■ **Work required**:
Find each line in the data below that contains the word "noun" and copy those lines out in full.
[Start]
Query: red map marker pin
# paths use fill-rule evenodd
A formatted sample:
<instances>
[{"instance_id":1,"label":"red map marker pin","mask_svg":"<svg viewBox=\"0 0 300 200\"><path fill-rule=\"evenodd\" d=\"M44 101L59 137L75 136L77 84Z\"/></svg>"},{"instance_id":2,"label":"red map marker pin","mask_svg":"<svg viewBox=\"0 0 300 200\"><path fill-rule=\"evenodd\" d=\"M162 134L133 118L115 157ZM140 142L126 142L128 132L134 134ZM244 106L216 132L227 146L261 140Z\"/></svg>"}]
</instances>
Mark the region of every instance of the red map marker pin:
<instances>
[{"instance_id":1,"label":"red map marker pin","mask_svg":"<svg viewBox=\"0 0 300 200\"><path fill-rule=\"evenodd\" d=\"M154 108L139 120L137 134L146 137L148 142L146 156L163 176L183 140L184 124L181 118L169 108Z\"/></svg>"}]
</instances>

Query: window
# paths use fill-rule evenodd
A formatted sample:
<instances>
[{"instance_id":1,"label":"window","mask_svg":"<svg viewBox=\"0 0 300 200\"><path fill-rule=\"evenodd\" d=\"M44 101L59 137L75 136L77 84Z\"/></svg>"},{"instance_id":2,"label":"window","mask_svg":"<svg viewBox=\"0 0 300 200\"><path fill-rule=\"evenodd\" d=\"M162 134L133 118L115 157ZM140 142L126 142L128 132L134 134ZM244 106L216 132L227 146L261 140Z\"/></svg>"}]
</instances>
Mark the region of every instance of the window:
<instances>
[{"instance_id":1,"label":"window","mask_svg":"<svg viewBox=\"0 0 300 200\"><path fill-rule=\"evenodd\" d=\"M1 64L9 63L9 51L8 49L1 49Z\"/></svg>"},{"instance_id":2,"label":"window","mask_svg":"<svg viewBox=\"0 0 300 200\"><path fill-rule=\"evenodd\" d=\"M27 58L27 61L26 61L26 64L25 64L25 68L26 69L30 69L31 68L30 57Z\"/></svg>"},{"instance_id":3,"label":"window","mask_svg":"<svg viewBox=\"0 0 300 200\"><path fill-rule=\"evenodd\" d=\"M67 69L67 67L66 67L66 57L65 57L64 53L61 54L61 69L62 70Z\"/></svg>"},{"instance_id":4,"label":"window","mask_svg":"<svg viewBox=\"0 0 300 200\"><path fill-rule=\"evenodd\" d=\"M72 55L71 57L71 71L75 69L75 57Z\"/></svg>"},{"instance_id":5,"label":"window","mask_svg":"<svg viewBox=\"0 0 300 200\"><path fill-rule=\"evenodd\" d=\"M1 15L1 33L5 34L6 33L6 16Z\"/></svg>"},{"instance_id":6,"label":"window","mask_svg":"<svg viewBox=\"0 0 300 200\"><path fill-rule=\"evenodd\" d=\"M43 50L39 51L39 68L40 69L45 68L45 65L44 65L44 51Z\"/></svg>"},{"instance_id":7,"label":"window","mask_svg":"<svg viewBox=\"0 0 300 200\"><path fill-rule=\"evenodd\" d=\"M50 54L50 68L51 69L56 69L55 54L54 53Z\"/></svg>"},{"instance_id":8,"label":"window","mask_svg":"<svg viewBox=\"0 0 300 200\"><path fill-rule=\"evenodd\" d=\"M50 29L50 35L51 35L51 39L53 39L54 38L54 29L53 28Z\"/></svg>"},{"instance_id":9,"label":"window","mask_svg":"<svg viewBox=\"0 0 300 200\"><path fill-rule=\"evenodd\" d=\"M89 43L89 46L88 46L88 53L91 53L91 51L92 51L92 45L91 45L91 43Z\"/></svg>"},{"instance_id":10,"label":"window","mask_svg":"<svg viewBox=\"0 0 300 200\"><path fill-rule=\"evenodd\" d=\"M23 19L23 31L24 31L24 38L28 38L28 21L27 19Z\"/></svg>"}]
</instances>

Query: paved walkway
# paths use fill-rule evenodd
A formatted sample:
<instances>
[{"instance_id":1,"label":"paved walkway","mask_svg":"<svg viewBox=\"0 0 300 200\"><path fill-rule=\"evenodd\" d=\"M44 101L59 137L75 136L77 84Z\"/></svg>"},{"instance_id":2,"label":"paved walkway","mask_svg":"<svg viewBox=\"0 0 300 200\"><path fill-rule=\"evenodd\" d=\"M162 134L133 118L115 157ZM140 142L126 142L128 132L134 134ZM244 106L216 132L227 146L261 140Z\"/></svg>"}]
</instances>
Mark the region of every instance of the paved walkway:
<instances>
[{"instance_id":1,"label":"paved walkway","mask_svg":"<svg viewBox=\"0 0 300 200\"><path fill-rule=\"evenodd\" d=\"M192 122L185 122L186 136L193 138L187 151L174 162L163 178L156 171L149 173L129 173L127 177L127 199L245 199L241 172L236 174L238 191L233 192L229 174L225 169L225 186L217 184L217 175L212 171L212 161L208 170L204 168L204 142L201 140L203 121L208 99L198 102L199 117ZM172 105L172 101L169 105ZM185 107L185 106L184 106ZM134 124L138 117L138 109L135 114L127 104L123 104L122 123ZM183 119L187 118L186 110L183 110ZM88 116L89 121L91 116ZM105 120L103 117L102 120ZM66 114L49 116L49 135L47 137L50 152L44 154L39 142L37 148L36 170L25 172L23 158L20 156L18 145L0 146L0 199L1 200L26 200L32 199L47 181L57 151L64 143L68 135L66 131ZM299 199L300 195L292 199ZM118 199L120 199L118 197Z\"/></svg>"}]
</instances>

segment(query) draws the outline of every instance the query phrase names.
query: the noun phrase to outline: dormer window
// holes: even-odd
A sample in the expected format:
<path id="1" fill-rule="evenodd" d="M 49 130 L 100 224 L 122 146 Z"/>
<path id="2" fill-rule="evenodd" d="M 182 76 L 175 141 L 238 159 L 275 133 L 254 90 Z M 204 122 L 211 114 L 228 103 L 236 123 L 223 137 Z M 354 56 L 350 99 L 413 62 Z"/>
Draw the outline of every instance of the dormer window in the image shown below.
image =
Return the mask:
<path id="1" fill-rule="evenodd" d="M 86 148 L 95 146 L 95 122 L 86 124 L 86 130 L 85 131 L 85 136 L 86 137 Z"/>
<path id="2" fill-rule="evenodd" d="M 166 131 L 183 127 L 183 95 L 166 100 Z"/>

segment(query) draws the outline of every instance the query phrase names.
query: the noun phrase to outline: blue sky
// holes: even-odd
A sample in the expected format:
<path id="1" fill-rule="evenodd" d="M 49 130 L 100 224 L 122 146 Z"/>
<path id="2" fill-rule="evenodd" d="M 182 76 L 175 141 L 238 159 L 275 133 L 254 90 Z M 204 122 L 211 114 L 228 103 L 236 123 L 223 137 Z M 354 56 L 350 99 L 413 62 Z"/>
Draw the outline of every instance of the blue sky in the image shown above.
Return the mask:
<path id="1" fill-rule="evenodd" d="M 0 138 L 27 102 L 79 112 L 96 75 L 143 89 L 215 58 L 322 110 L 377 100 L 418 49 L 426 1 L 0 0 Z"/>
[End]
■ **Response to this exercise**:
query: the noun phrase to outline: dormer window
query: the noun phrase to outline: blue sky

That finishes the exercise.